• Problem to work on
Quote all of the entries word for word.

• Dataset excerpts
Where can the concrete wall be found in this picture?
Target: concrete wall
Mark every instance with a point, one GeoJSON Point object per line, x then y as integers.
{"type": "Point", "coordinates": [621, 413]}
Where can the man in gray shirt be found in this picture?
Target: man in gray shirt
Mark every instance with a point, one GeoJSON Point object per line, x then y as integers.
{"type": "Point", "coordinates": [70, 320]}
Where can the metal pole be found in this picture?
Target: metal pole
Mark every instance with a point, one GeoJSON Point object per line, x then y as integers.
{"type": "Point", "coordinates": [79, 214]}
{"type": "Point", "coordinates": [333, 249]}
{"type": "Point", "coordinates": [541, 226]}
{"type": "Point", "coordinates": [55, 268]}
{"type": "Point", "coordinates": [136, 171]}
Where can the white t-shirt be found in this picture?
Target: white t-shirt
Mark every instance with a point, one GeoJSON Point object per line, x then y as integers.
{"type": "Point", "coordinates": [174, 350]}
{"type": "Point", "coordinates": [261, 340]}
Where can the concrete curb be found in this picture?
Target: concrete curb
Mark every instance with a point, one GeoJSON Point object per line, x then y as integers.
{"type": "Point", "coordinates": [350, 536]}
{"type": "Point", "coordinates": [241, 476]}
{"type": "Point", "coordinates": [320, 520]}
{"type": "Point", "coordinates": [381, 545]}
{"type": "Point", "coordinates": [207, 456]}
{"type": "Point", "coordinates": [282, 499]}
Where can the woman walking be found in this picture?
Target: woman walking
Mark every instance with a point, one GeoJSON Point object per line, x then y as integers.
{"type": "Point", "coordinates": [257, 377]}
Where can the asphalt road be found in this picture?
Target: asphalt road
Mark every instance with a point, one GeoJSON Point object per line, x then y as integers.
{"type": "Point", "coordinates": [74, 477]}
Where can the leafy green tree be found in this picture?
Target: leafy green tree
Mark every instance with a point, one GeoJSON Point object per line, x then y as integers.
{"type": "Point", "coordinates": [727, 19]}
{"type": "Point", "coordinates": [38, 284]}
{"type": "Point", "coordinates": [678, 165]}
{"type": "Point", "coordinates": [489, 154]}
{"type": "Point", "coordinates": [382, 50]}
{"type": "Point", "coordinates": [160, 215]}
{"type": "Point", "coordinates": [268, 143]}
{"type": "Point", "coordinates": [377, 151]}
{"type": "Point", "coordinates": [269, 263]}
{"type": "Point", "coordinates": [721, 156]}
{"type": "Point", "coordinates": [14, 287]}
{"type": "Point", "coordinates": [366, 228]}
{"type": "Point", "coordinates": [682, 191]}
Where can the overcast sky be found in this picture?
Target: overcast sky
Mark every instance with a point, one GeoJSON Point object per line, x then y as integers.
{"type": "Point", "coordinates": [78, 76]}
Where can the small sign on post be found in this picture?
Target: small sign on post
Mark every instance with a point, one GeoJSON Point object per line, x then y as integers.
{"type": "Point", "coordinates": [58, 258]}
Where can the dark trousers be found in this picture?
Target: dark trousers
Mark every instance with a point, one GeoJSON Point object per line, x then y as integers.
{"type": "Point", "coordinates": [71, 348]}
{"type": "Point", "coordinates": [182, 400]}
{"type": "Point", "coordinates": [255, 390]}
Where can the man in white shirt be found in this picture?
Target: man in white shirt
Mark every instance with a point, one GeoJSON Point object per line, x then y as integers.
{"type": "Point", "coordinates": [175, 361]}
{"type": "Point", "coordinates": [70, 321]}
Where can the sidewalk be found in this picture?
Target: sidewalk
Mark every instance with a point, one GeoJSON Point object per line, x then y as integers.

• Problem solution
Where can the concrete wall be found in this picture?
Target: concrete wall
Mark every instance with a point, one GeoJSON Point object per line, x then y as integers.
{"type": "Point", "coordinates": [621, 413]}
Where can the man in gray shirt be found in this picture?
Target: man in gray shirt
Mark every instance with a point, one GeoJSON Point object per line, x then y as integers.
{"type": "Point", "coordinates": [70, 320]}
Where can the metal pole be found in this picture?
Target: metal pole
Mark every instance with a point, one GeoJSON Point object per line, x then y as integers.
{"type": "Point", "coordinates": [79, 214]}
{"type": "Point", "coordinates": [333, 249]}
{"type": "Point", "coordinates": [541, 226]}
{"type": "Point", "coordinates": [55, 268]}
{"type": "Point", "coordinates": [136, 171]}
Where can the white t-shirt be found in this picture?
Target: white t-shirt
Mark every instance with a point, one GeoJSON Point object per line, x then y as integers.
{"type": "Point", "coordinates": [174, 350]}
{"type": "Point", "coordinates": [261, 340]}
Where can the concrete curb be found in this picture?
Target: concrete curb
Mark every instance with a point, one GeoJSON Point object per line, x then y as integers.
{"type": "Point", "coordinates": [350, 536]}
{"type": "Point", "coordinates": [241, 476]}
{"type": "Point", "coordinates": [320, 520]}
{"type": "Point", "coordinates": [381, 545]}
{"type": "Point", "coordinates": [207, 456]}
{"type": "Point", "coordinates": [282, 499]}
Where can the woman walking be found in this picture?
Target: woman walking
Mark every instance with a point, one GeoJSON Point object per line, x then y as integers.
{"type": "Point", "coordinates": [257, 377]}
Where can the asphalt road be found in this picture?
Target: asphalt road
Mark every instance with a point, one GeoJSON Point object per line, x then y as integers.
{"type": "Point", "coordinates": [74, 477]}
Where can the leafy green tree be found in this picture?
Target: leafy green tree
Mark every instance with a point, one GeoJSON Point object per line, x then y as integers.
{"type": "Point", "coordinates": [727, 19]}
{"type": "Point", "coordinates": [38, 284]}
{"type": "Point", "coordinates": [678, 165]}
{"type": "Point", "coordinates": [489, 154]}
{"type": "Point", "coordinates": [382, 50]}
{"type": "Point", "coordinates": [160, 215]}
{"type": "Point", "coordinates": [268, 143]}
{"type": "Point", "coordinates": [377, 151]}
{"type": "Point", "coordinates": [269, 263]}
{"type": "Point", "coordinates": [721, 156]}
{"type": "Point", "coordinates": [14, 287]}
{"type": "Point", "coordinates": [366, 228]}
{"type": "Point", "coordinates": [682, 191]}
Where can the overcast sky be found in this picture?
Target: overcast sky
Mark every instance with a point, one GeoJSON Point object per line, x then y as integers.
{"type": "Point", "coordinates": [78, 76]}
Where can the small sign on post be found in this picture?
Target: small sign on post
Mark every instance with a point, one GeoJSON Point object per line, x then y as integers.
{"type": "Point", "coordinates": [58, 258]}
Where can the dark trousers be found in this picture?
Target: dark trousers
Mark every instance with a point, one GeoJSON Point object per line, x then y as integers.
{"type": "Point", "coordinates": [71, 348]}
{"type": "Point", "coordinates": [182, 400]}
{"type": "Point", "coordinates": [255, 390]}
Where can the man in white shirt be found in this picture?
Target: man in white shirt
Mark every instance with a point, one GeoJSON Point object per line, x then y as integers.
{"type": "Point", "coordinates": [175, 361]}
{"type": "Point", "coordinates": [70, 321]}
Where can the sidewalk be found in this picture?
Target: sidewalk
Mark every instance with a point, one GeoJSON Point object per line, x then y as integers.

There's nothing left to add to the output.